DATA PROVIDED:
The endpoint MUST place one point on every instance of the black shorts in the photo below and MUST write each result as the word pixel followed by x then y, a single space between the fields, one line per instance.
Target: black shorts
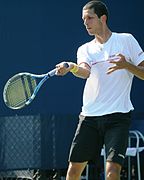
pixel 93 132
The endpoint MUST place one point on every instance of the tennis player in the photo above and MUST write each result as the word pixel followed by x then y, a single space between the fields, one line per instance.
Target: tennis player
pixel 108 63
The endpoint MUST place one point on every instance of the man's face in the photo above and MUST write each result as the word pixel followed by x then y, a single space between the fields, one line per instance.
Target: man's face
pixel 91 21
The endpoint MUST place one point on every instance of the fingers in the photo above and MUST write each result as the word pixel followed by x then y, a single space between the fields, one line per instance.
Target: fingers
pixel 63 68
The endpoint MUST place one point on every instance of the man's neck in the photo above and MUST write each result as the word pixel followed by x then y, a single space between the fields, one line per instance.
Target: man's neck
pixel 103 37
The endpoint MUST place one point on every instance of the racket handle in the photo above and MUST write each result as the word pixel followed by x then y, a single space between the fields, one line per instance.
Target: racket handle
pixel 52 72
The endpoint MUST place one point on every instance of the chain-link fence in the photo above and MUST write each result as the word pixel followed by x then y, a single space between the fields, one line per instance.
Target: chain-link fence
pixel 36 142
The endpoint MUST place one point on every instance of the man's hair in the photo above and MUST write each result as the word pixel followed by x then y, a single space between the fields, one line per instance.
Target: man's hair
pixel 99 8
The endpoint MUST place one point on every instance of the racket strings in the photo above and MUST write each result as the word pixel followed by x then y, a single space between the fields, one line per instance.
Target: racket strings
pixel 19 90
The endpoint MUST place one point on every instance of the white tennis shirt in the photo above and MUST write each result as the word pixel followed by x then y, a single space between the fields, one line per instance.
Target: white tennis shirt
pixel 103 93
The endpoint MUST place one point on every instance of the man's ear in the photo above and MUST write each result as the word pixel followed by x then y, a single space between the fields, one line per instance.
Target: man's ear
pixel 103 18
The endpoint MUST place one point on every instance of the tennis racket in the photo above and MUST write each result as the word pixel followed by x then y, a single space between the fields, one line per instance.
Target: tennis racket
pixel 21 89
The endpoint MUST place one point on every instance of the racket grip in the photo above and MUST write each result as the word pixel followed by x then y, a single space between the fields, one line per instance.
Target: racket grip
pixel 53 72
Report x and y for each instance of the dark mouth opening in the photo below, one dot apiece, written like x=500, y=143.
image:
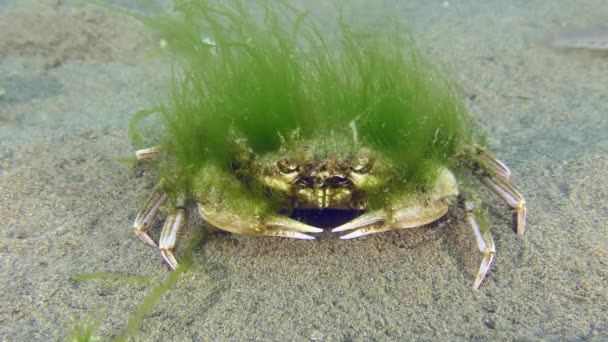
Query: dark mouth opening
x=325, y=218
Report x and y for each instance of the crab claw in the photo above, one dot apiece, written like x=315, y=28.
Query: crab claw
x=274, y=225
x=406, y=217
x=362, y=221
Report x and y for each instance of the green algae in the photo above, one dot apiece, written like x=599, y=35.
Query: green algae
x=258, y=71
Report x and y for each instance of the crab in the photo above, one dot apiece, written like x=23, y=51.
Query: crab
x=320, y=181
x=264, y=119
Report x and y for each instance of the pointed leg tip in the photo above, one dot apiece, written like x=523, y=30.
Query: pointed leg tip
x=143, y=236
x=170, y=260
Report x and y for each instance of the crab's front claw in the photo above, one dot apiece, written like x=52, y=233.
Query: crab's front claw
x=407, y=212
x=274, y=225
x=407, y=217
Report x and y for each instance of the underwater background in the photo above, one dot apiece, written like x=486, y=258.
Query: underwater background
x=534, y=78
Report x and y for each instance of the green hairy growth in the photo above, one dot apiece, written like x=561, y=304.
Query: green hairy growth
x=260, y=70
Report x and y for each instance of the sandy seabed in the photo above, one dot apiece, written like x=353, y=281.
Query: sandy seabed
x=71, y=76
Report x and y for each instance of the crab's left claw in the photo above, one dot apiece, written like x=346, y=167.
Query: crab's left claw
x=274, y=225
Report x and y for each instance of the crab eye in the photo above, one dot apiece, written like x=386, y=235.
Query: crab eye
x=285, y=166
x=363, y=165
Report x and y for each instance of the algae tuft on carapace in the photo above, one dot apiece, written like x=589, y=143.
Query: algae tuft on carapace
x=269, y=112
x=262, y=70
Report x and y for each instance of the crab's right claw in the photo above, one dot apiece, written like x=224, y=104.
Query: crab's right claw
x=274, y=225
x=408, y=217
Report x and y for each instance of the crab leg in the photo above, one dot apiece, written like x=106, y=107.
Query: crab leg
x=485, y=244
x=168, y=236
x=496, y=164
x=148, y=153
x=380, y=221
x=147, y=215
x=495, y=176
x=507, y=192
x=274, y=225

THE PROBLEM:
Can you reproduce all the items above with "photo" switched to "image" wherever it appears and everything else unchanged, leaving the pictures out?

THE OUTPUT:
The endpoint MUST place one point on every instance of the black shorts in the image below and MUST write each result as the word pixel followed by x then y, a single space between the fields, one line per instance.
Target: black shorts
pixel 93 132
The endpoint MUST place one point on every instance of the tennis player in the image above and MUST write each result as the word pixel followed by x then y, a single space between the fields, one line per instance.
Target: tennis player
pixel 108 63
The endpoint MUST place one point on every instance of the man's face in the image above and MUST write each result as the word pixel followed by x then y, a single space between the fields, one line per instance.
Target: man's face
pixel 91 21
The endpoint MUST place one point on every instance of the fingers in the image above and MUST write each result as the word pixel followed by x then y, a single space between the fields, one line per instance.
Target: fingers
pixel 63 68
The endpoint MUST place one point on every instance of the man's neck in the image above and MUST write each result as the word pixel followed by x then y, a single space between the fields, one line per instance.
Target: man's neck
pixel 103 37
The endpoint MUST place one point on every instance of the racket handle in the image above and MUST write each result as the word pixel followed by x then y, a single space between the fields, one line per instance.
Target: racket handle
pixel 52 72
The endpoint MUST place one point on every instance of the chain-link fence in the image above and MUST write each result as the word pixel followed by x then y, a single space between the fields, one line per instance.
Target: chain-link fence
pixel 36 142
The endpoint MUST place one point on every instance of the man's hair in the image above and MUST write each result as the word pixel followed by x then y, a single space between the fields, one line per instance.
Target: man's hair
pixel 99 8
The endpoint MUST place one point on every instance of the racket strings in the image above and MUST write each result as the word pixel followed by x then y, a single space between the fields, one line per instance.
Target: racket strings
pixel 19 90
The endpoint MUST place one point on every instance of the white tennis shirt in the image above and MUST write each result as the word pixel followed by x then y, a single space between the fields, one line per instance.
Target: white tennis shirt
pixel 103 93
The endpoint MUST place one point on every instance of the man's ear in the image above and MUST write each result as the word pixel followed by x then y, a single space between the fields, one line per instance.
Target: man's ear
pixel 103 18
The endpoint MUST place one point on every instance of the tennis racket in the image above and MUST write each result as the word pixel followed by x then y, a single space between the fields, one line per instance.
Target: tennis racket
pixel 21 89
The endpoint MUST place one point on every instance of the racket grip in the image above and MUST write each result as the word pixel followed by x then y, a single space between the fields, one line per instance.
Target: racket grip
pixel 53 72
Report x and y for each instance of the dark mouth opening in the image below, one dot apiece, written like x=500, y=143.
image:
Query: dark mouth opening
x=325, y=218
Report x and y for each instance of the crab claw in the image above, one dot apiece, written like x=315, y=28.
Query: crab claw
x=274, y=225
x=406, y=217
x=362, y=221
Report x and y for each instance of the green algae in the image above, one dot apiece, written like x=599, y=35.
Query: green algae
x=258, y=71
Report x and y for each instance of the crab in the image above, one dot apiece, written like x=23, y=51.
Query: crab
x=320, y=181
x=264, y=119
Report x and y for each instance of the pointed leg tip in the image above, one dot apiece, written like x=523, y=30.
Query: pointed leg tip
x=143, y=236
x=170, y=260
Report x and y for each instance of the crab's front claw in the image above, one dot apiece, written like x=52, y=233.
Query: crab's front claw
x=407, y=212
x=274, y=225
x=407, y=217
Report x and y for each instance of the underwater background in the image above, one dot apiece, written like x=486, y=258.
Query: underwater background
x=534, y=78
Report x and y for each instance of the green hairy growth in the image above, one dot apiece, written like x=561, y=304.
Query: green hairy growth
x=260, y=70
Report x and y for each instance of the sandy seabed in the image above, one dot apiece, written like x=353, y=281.
Query: sandy seabed
x=71, y=76
Report x and y for each instance of the crab's left claw in the image above, one dot apiece, written like x=346, y=167.
Query: crab's left claw
x=274, y=225
Report x and y for each instance of the crab eye in the image above, one dot apiece, written like x=386, y=235.
Query: crab eye
x=285, y=166
x=363, y=165
Report x and y for each instance of the algae tuft on carapace in the image above, one dot apiece, written like x=589, y=143.
Query: algae tuft on carapace
x=269, y=112
x=262, y=70
Report x and y for each instance of the crab's right claw in the image above, one dot apiece, written like x=224, y=104.
Query: crab's right claw
x=274, y=225
x=408, y=217
Report x and y for each instance of the crab leg in the image above, one dot apiece, written like x=106, y=107.
Query: crab leg
x=485, y=244
x=168, y=236
x=496, y=164
x=148, y=153
x=380, y=221
x=147, y=215
x=495, y=176
x=507, y=192
x=274, y=225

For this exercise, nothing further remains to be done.